Exercise set
(1) Check each statement against the ∀ Gundam post and mark it yes or no, quoting the deciding words: (a) The writer is eight episodes into the series. (b) The writer enjoys blogging episode by episode. (c) The writer describes themselves as a fast writer.
(2) Copy out the section of the ∀ Gundam post that opens with the words containing "By Pontifus on" and closes with "attentions, I think.".
(3) Resume the ∀ Gundam post, picking up after its final sentence.

Excerpted passage
^^^^^^^^^^^^^^^^

By Pontifus on 29 May 2008 | Anime, Features | 5 Comments

God, I hope so.Eight episodes into ∀ Gundam (”called Turn ‘A’ Gundam,” the title kindly informs us), and already I have plenty to say about it (minor spoilers included). Now, this isn’t an unusual state of affairs, but I don’t like episodic blogging; I’d rather talk about things when I’ve finished them and given them a bit of thought. I have this tendency to jump the gun and say stupid things, you see, and I try to minimize the possibility of that happening by taking my time. It’s part of why I’m such a slow writer. But the turn of events I’m about to unfurl before you like a white flag of concession warrants my keyboard’s attentions, I think.

^^^^^^^^^^^^^^^^

Supplied records
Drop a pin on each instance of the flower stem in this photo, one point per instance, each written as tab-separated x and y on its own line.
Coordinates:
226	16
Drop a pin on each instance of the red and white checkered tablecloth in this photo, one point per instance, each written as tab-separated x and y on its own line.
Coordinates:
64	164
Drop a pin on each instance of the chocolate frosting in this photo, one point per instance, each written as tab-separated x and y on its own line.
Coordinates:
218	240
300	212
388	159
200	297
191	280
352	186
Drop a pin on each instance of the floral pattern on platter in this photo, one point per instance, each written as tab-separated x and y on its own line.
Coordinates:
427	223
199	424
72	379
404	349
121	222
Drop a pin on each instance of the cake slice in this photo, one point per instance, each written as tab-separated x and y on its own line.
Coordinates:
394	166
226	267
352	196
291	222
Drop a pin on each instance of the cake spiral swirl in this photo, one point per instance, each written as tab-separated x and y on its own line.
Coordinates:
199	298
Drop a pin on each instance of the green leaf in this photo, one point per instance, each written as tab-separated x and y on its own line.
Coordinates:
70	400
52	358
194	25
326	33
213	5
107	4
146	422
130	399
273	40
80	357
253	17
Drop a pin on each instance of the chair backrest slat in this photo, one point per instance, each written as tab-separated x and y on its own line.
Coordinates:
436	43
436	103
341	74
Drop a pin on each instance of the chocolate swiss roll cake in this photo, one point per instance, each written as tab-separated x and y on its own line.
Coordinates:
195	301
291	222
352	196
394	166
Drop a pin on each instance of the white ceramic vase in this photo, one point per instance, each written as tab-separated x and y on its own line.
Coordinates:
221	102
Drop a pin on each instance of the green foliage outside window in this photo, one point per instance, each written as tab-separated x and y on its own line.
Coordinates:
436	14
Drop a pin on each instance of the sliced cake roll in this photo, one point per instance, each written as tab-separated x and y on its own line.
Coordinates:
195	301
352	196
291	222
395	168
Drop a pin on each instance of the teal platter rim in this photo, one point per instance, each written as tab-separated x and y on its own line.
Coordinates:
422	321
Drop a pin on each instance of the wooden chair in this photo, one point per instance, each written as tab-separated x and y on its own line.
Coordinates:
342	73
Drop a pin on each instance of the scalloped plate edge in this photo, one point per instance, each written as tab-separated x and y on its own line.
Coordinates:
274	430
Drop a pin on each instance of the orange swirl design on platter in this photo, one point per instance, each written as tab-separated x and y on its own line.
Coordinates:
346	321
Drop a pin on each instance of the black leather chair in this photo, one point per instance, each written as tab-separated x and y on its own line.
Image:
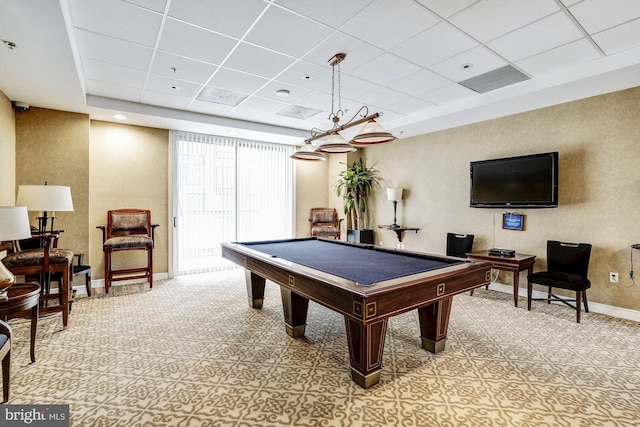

^^^^^^^^^^^^^^^^

Answers to each task
(1)
(a) Yes: "Eight episodes into ∀ Gundam"
(b) No: "but I don’t like episodic blogging"
(c) No: "It’s part of why I’m such a slow writer."

(2)
By Pontifus on 29 May 2008 | Anime, Features | 5 Comments

God, I hope so.Eight episodes into ∀ Gundam (”called Turn ‘A’ Gundam,” the title kindly informs us), and already I have plenty to say about it (minor spoilers included). Now, this isn’t an unusual state of affairs, but I don’t like episodic blogging; I’d rather talk about things when I’ve finished them and given them a bit of thought. I have this tendency to jump the gun and say stupid things, you see, and I try to minimize the possibility of that happening by taking my time. It’s part of why I’m such a slow writer. But the turn of events I’m about to unfurl before you like a white flag of concession warrants my keyboard’s attentions, I think.

(3)
In short, I am not a mecha fan. A few specimens of the genre have pleasantly surprised me, usually because they do things differently than other mecha shows, but I shun the field of shounen mecha action by and large. Lately, though, I’ve gotten tired of anime that tries to impress with novelty and clever concepts; after five episodes, I couldn’t stomach any more of Red Garden’s armchair psychology and ultimately pretty funny take on the spirit of New York. Thus, in my search for shows that keep it simple, I turned to mecha — and when it comes to mecha, I reasoned, it doesn’t get much more basic than Gundam.